**PASSAGE GIVEN**
※ ※ ※
Forensics, among a hundred other things.
> Literal amateurs can launch a WooCommerce site from nothing in a weekend
Selling low-volume horseshit out of your garage is in no way comparable to running a major eCommerce site.
> two Stanford grads in YC can do a hundred-fold better than that.
No they literally can't.
> Yes, a big site is more complicated, maybe there will be some frazzled manual data entry in Excel sheets while your team gets the "real" site back up
Great idea, we'll have Chloe in Accounts manage all the orders in a million-row Excel sheet. Only problem might be they come in at 50 orders a minute, but don't worry I hear she's a fast typist.
cjs_ac
9 days ago
Your comment suggests that you're not familiar with the diversity in M&S' operation.
Marks and Spencers started as a department store; they still have this operation. They sell clothes, beauty products, cookware, homeware and furniture. All these things are sold in physical shops and online. Most of this is straightforward for an e-commerce operation, but the furniture will involve separate warehousing and delivery systems.
They also offer financial services (bank accounts, credit cards and insurance). These are white labelled products, but they are closely linked to their loyalty programme (the Sparks card).
Finally, they have their food operation: M&S is also a high-end supermarket. You can't do your food shop on the M&S website (although their food products are available from online-only supermarket Ocado), but you can order some food products (sandwich platters and party food) and fresh flowers from the website.
So M&S is a mid-tier department store and a high-end supermarket. These are very different styles of retail operation: supermarkets require a lot of data processing to ensure the right things get to the right shops at the right time to ensure that food doesn't go to waste but also shoppers aren't annoyed by the unavailability of staples like bread and milk.
Finally, M&S is traditionally fairly strong in customer service; it's not exactly Harrod's or Fortnum and Mason's, but their bra-fitting service, for example, has a legendary reputation. The internet isn't their natural home.
So all-in-all, you have a business doing complicated things online because they think they have to, not because they want to: a pretty clear recipe for disaster.
neepi
9 days ago
Their banking op is a fucking mess as well. Had no end of problems with their card services which were rebranded HSBC.
didroe
9 days ago
How do you know it's safe to redeploy? If your entire operation may be compromised, how can you trust the code hasn't been modified, that some information the attackers have doesn't present a further threat, or that flaws that allowed the attack aren't still present in your services? It's a large company so likely has a mess of microservices and outsourced development where no-one really understands parts of it. Also, if they get compromised again it would be a PR disaster.
※ ※ ※
**EXCERPTED RECORDS**
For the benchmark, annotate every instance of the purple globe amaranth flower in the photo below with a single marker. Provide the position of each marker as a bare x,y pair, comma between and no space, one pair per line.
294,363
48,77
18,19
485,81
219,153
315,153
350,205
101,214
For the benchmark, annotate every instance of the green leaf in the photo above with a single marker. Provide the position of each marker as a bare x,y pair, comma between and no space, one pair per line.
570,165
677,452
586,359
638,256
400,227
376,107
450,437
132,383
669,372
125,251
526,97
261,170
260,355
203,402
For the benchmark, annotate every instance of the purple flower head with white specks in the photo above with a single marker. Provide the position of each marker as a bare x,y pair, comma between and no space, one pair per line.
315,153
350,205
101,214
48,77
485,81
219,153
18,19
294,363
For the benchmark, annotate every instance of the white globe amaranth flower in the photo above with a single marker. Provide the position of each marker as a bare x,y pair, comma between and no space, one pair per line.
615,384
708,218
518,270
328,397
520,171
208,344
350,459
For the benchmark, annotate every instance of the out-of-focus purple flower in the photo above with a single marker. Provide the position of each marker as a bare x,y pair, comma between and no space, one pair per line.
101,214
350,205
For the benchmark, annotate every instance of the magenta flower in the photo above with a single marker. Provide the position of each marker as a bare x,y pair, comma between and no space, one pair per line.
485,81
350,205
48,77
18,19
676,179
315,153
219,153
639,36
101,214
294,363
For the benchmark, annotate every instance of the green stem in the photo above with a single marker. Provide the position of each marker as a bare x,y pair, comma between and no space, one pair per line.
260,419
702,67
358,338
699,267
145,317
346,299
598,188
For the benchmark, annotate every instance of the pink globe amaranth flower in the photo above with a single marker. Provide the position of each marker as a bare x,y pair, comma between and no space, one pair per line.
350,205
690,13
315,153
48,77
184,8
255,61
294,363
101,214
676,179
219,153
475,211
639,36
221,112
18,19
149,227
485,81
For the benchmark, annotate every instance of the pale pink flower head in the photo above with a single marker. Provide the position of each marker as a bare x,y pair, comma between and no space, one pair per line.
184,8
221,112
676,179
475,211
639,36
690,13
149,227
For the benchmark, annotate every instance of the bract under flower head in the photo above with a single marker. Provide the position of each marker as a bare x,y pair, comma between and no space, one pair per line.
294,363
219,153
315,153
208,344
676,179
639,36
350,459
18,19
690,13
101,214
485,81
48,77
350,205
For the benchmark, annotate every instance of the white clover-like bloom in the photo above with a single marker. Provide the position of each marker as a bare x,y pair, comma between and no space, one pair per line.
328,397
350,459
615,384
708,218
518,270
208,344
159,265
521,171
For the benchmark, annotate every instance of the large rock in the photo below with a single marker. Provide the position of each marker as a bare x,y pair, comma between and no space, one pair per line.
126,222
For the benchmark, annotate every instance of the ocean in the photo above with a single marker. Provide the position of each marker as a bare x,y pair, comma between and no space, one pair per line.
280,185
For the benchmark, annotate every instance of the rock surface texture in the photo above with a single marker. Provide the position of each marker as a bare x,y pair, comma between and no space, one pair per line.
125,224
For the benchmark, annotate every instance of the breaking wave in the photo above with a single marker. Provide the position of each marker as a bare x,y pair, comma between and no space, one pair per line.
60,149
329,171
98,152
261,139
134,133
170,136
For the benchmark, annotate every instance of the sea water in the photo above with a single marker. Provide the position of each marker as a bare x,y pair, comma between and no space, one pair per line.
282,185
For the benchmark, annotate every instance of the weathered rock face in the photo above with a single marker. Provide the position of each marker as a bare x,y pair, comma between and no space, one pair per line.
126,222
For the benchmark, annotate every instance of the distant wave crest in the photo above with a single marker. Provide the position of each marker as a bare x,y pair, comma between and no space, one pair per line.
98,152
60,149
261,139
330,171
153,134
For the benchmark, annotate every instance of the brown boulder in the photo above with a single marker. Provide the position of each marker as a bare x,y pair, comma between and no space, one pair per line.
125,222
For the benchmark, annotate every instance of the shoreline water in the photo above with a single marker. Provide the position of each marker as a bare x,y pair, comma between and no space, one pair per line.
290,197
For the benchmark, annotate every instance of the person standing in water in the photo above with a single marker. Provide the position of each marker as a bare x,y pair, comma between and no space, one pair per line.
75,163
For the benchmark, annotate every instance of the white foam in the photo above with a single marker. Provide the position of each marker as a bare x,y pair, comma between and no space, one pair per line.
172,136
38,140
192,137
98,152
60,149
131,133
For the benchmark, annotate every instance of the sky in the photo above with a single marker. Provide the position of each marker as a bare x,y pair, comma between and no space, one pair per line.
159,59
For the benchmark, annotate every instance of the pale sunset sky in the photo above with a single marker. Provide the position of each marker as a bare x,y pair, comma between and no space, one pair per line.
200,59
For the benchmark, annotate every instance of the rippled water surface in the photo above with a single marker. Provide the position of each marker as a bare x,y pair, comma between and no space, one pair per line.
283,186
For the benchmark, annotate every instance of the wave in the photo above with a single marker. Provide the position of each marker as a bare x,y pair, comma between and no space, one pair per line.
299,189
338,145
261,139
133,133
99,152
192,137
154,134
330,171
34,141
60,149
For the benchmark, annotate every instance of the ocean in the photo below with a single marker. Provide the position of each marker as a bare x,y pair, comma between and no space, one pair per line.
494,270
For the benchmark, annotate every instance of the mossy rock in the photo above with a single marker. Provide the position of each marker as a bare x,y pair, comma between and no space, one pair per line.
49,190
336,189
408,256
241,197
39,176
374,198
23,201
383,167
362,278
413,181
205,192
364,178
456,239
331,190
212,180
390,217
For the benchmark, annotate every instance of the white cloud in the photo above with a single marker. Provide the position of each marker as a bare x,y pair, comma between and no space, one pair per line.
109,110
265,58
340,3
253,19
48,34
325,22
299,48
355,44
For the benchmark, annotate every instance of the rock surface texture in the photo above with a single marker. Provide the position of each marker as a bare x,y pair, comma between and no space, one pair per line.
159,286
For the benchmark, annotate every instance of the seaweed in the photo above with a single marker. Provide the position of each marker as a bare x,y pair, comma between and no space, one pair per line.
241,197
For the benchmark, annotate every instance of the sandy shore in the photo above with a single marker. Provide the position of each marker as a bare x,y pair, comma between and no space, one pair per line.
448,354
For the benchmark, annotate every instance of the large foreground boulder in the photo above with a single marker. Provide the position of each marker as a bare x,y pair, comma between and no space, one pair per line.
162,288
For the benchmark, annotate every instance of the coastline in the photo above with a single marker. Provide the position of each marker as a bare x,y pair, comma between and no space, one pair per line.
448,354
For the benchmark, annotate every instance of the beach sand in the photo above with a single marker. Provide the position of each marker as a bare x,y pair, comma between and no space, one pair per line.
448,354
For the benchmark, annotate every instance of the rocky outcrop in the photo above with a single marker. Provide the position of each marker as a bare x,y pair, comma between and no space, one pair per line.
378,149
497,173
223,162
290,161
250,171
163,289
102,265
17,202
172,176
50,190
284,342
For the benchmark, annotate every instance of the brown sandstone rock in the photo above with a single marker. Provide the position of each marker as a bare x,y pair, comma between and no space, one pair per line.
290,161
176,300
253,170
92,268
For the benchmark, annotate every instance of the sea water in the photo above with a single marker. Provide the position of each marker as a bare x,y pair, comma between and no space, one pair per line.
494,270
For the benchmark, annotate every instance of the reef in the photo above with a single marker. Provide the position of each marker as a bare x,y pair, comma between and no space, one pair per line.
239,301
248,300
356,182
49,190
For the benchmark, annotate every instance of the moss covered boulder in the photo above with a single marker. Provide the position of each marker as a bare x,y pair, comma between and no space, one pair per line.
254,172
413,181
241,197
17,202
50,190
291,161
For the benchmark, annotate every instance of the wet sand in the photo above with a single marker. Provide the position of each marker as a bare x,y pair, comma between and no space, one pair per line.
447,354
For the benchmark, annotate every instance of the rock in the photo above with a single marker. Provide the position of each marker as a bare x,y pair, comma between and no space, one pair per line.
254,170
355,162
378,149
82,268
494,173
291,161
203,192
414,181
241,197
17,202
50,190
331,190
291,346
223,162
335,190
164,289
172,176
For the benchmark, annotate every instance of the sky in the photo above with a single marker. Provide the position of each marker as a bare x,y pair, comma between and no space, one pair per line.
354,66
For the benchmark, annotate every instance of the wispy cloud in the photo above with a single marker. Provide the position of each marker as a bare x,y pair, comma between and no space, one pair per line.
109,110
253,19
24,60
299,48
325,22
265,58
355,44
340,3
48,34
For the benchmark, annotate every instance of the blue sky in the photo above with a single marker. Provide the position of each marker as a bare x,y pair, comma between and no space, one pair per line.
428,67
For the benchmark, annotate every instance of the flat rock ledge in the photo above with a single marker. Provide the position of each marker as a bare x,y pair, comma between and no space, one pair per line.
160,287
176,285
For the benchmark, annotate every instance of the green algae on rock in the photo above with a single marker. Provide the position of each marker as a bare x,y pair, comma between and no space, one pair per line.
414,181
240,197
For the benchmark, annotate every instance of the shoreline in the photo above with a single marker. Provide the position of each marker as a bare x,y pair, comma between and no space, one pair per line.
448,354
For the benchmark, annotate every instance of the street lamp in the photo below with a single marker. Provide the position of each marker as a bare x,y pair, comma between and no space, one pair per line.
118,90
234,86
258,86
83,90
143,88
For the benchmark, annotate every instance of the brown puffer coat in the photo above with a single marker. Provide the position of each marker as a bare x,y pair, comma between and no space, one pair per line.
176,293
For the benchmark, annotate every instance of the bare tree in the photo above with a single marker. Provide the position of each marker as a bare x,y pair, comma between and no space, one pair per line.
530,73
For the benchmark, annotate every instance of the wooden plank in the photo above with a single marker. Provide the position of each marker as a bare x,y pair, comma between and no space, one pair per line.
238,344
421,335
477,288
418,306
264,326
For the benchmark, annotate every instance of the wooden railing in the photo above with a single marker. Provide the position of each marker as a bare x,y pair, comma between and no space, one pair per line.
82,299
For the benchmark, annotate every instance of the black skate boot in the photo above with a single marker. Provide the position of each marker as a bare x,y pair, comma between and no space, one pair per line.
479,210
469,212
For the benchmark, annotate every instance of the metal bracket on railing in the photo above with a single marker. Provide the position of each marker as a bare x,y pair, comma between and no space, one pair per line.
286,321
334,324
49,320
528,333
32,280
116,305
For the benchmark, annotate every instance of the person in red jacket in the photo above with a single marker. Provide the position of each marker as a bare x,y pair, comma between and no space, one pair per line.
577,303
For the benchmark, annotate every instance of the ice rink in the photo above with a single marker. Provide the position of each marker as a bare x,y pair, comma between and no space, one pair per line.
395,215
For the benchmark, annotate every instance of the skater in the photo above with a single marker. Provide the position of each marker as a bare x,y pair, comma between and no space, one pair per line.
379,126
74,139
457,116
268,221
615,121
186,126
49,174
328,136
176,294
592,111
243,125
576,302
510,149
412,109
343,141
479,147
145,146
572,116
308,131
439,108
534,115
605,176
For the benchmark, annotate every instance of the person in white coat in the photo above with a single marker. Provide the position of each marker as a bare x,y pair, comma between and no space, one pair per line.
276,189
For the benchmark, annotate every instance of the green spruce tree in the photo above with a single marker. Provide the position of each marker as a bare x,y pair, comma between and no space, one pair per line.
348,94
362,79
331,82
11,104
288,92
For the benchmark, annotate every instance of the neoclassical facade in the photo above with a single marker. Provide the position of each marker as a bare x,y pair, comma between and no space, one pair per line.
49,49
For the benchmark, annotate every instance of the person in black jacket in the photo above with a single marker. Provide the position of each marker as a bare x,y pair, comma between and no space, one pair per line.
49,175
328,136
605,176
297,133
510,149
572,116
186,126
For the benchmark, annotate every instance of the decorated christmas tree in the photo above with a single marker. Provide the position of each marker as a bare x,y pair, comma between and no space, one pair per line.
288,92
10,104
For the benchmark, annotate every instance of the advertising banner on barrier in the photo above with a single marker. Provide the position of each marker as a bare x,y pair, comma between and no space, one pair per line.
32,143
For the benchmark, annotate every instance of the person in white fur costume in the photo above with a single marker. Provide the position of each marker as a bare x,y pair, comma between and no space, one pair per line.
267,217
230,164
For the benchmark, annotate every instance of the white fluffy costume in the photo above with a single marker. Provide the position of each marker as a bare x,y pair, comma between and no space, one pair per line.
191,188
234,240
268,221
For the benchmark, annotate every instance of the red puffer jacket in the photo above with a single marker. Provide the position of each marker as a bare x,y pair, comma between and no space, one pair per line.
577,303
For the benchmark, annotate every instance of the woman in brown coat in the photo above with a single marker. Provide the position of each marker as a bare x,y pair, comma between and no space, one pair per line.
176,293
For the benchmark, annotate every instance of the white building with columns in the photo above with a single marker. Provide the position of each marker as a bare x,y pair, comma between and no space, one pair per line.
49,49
※ ※ ※
**PROBLEM 1**
In the forum thread, what is the name of the card tied to the M&S loyalty program?
**PROBLEM 2**
Condense the paragraph in the forum thread that begins "Marks and Spencers started as a department store" into a short bulleted list that keeps its main facts.

**FINAL ANSWER 1**
The Sparks card.

**FINAL ANSWER 2**
- Marks and Spencers began as a department store and still runs that operation.
- It sells clothes, beauty products, cookware, homeware and furniture, both in physical shops and online.
- Most of this is straightforward for e-commerce, but furniture needs separate warehousing and delivery systems.